** Opening Extracted information block **
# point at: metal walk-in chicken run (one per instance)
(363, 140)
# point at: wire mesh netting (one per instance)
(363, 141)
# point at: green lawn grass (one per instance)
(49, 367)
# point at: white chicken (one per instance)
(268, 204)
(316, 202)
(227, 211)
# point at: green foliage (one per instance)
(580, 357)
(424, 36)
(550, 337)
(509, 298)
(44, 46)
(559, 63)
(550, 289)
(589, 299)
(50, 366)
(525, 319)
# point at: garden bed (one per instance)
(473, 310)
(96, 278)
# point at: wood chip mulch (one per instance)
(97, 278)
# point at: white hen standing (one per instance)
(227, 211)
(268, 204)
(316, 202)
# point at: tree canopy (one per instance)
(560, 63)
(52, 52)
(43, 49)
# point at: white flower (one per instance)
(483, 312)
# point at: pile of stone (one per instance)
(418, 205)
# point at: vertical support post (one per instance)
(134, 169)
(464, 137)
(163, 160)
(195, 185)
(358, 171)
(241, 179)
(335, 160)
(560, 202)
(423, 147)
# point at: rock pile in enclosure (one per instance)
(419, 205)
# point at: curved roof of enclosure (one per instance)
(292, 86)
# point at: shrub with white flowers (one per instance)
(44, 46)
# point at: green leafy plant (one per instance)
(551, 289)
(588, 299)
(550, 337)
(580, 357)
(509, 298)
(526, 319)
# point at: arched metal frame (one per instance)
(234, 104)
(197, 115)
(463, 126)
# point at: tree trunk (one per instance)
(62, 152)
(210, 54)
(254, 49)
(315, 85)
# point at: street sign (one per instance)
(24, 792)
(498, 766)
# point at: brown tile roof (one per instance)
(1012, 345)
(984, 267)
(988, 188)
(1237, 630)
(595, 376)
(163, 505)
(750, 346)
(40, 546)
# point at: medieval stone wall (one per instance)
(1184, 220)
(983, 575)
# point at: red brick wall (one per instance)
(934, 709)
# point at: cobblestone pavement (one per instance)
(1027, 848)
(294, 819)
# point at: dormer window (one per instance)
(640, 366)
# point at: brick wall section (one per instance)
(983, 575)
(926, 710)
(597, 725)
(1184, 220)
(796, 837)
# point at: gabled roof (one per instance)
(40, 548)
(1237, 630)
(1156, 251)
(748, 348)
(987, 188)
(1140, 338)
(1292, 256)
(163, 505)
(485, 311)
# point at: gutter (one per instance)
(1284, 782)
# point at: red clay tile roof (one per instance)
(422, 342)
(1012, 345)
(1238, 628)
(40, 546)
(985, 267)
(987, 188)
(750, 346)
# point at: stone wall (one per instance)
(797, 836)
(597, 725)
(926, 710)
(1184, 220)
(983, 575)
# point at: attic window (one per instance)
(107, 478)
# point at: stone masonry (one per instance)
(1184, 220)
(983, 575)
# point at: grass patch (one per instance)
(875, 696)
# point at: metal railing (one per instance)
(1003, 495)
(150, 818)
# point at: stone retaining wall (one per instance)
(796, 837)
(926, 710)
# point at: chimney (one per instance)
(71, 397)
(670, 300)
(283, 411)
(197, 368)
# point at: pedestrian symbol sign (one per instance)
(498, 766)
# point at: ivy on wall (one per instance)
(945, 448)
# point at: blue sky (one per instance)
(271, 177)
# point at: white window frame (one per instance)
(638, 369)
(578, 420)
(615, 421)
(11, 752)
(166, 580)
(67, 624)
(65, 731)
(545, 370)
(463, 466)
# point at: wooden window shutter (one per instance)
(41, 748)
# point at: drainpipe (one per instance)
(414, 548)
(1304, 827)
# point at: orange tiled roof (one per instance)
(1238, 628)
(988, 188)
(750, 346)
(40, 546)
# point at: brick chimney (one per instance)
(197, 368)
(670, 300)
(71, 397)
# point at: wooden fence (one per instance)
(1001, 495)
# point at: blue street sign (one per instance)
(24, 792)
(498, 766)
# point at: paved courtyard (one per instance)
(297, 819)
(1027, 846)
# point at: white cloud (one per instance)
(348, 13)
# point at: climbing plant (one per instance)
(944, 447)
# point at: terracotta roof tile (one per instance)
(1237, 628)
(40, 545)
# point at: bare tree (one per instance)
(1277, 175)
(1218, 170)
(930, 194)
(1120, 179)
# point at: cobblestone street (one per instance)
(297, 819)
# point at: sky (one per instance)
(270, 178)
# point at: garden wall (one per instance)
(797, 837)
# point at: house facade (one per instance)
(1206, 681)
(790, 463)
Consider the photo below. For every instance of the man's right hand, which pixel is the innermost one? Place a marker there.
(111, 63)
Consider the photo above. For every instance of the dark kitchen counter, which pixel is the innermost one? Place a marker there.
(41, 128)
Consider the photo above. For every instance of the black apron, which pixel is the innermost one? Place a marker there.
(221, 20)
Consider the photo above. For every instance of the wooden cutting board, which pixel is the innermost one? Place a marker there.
** Closing Extracted information block **
Directions for this task:
Copy down the whole of the data above, matching it exactly.

Answer to this problem:
# point at: metal walk-in chicken run (one per instance)
(363, 140)
# point at: wire mesh netting (one per instance)
(363, 141)
# point at: green lawn grass (one per instance)
(49, 367)
# point at: white chicken (one per instance)
(268, 204)
(316, 202)
(227, 211)
# point at: green foliage (one per instance)
(580, 357)
(424, 36)
(550, 337)
(509, 298)
(44, 46)
(559, 63)
(550, 289)
(589, 299)
(50, 366)
(525, 319)
# point at: garden bed (one per instance)
(473, 310)
(96, 278)
# point at: wood chip mulch (one per instance)
(97, 278)
# point at: white hen standing (one per instance)
(227, 211)
(268, 204)
(316, 202)
# point at: tree canopy (one per instance)
(560, 63)
(52, 52)
(43, 49)
# point at: white flower (one per instance)
(483, 312)
# point at: pile of stone (one per instance)
(418, 205)
# point at: vertical support post (one per instance)
(134, 169)
(464, 137)
(163, 160)
(195, 185)
(358, 171)
(241, 179)
(335, 160)
(560, 202)
(423, 147)
# point at: rock pile in enclosure (one per instance)
(419, 205)
# point at: curved roof of enclosure (one per instance)
(292, 86)
# point at: shrub with white flowers (one per instance)
(44, 46)
# point at: green leafy plant (one per instance)
(551, 289)
(588, 299)
(550, 337)
(580, 357)
(509, 298)
(526, 319)
# point at: arched metal frame (one per instance)
(234, 104)
(197, 115)
(463, 126)
# point at: tree trunk (one per instance)
(62, 152)
(210, 54)
(254, 49)
(315, 85)
# point at: street sign (one per instance)
(24, 792)
(498, 766)
# point at: brown tile roof (one per instance)
(1012, 345)
(984, 267)
(988, 188)
(1237, 630)
(595, 376)
(163, 505)
(750, 346)
(40, 546)
# point at: medieval stone wall (one per instance)
(1184, 220)
(983, 575)
# point at: red brick wall (one per instance)
(934, 709)
# point at: cobblestone pavement (one per instance)
(1027, 848)
(294, 819)
# point at: dormer window (one per instance)
(640, 366)
# point at: brick wall section (one per instance)
(983, 575)
(926, 710)
(597, 725)
(1184, 220)
(796, 837)
# point at: gabled roof (one per instance)
(40, 548)
(1237, 630)
(1156, 251)
(748, 348)
(987, 188)
(1140, 338)
(1292, 256)
(163, 505)
(485, 311)
# point at: gutter (one per instance)
(1284, 782)
# point at: red clay tile roof (one per instance)
(422, 342)
(1012, 345)
(1238, 628)
(40, 546)
(985, 267)
(987, 188)
(750, 346)
# point at: stone wall (one per instance)
(797, 836)
(597, 725)
(926, 710)
(1184, 220)
(983, 575)
# point at: attic window (one per instance)
(107, 478)
# point at: stone masonry (one per instance)
(1184, 220)
(983, 575)
# point at: grass patch (one per instance)
(875, 696)
# point at: metal railing (one per instance)
(1003, 495)
(150, 818)
# point at: stone retaining wall (one per instance)
(796, 837)
(926, 710)
# point at: chimney (one per instance)
(71, 397)
(670, 300)
(283, 411)
(197, 368)
# point at: pedestrian symbol sign (one per instance)
(498, 766)
# point at: ivy on wall (one per instance)
(945, 448)
# point at: blue sky (one per instance)
(271, 177)
# point at: white window frame (one per instance)
(638, 369)
(578, 420)
(615, 421)
(11, 752)
(166, 580)
(67, 624)
(65, 731)
(545, 370)
(463, 466)
# point at: wooden window shutter (one per instance)
(41, 748)
# point at: drainpipe (one per instance)
(414, 548)
(1304, 827)
# point at: orange tiled roof (one per instance)
(1238, 628)
(988, 188)
(750, 346)
(40, 546)
# point at: brick chimney (one per instance)
(197, 368)
(670, 300)
(71, 397)
# point at: wooden fence (one per instance)
(1001, 495)
# point at: blue street sign (one per instance)
(24, 792)
(498, 766)
# point at: paved courtyard (one per instance)
(297, 819)
(1027, 846)
# point at: white cloud (one per instance)
(348, 13)
# point at: climbing plant (one per instance)
(944, 447)
# point at: terracotta roof tile (one per instance)
(1237, 628)
(40, 545)
# point at: bare tree (one per instance)
(1277, 175)
(1218, 170)
(930, 194)
(1120, 179)
# point at: cobblestone street (one per instance)
(297, 819)
# point at: sky (one per instance)
(270, 178)
# point at: garden wall (one per instance)
(797, 837)
# point at: house facade (one per instance)
(1206, 681)
(790, 463)
Consider the photo below. For every instance of the man's right hand, which pixel is the innermost one? Place a marker there.
(111, 63)
Consider the photo above. For every instance of the dark kitchen counter, which pixel is the innermost one? Place a marker there.
(41, 128)
Consider the photo above. For every instance of the black apron, which pixel is the innermost one? Place a marker there.
(221, 20)
Consider the photo above. For every instance of the wooden cutting board, which pixel is the innermost one? Place a marker there.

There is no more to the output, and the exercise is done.